**EXERCISE TASK**
List every movie title named in the Freaky Friday review below, other than Freaky Friday itself.

**SOURCE**

⟨

Yesterday’s movie: Freaky Friday

A movie that could easily have gone over the edge in sentimentality, obviousness or obnoxiousness didn’t. As a result, the audience with which we saw Freaky Friday applauded when the final credits ran. I didn’t go that far but I did laugh through most of the movie, except for some touching scenes towards the end when I cried. Seriously, this Disney-made flick is just terrific and worth seeing even at the outrageous prices charged here in Silicon Valley.

This remake is the exception, I suppose that proves the rule. You know, the rule which says that remakes are crap. Seriously, how many good remakes can you point to? Warren Beatty’s Heaven Can Wait was great but Chris Rock’s re-remake (Down to Earth) was just sad. As great an actor as Robert Deniro is, was his Cape Fear better than Gregory Peck’s? Unlike theatrical productions, movies are best left in their original state. Still, try an idea often enough and there are bound to be some successes, as is the case here.

Jamie Lee Curtis and Lindsay Lohan play the mother and daughter who are the focus of the film (Barbara Harris and a very young Jodie Foster in the original). Curtis has no need to prove her acting skills, anyone who saw her in Trading Places and True Lies will agree, but Lohan was a surprise (some fans might take issue with me for saying that!), a very nice surprise, who makes a terrific mark in her first feature starring role. You will recall that mother and daughter switch bodies, meaning, of course, that Lohan spends a considerable portion of her screen time playing the mother trapped in a 15 year old body. I’m not surprised to read that Disney already has her in production on a movie for next year (Confessions of a Teenage Drama Queen).

⟩

**DATA**

⟨

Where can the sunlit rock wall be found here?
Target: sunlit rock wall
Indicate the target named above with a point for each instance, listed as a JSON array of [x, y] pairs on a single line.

⟩

**SOLUTION FOR THIS EXERCISE**
Heaven Can Wait
Down to Earth
Cape Fear
Trading Places
True Lies
Confessions of a Teenage Drama Queen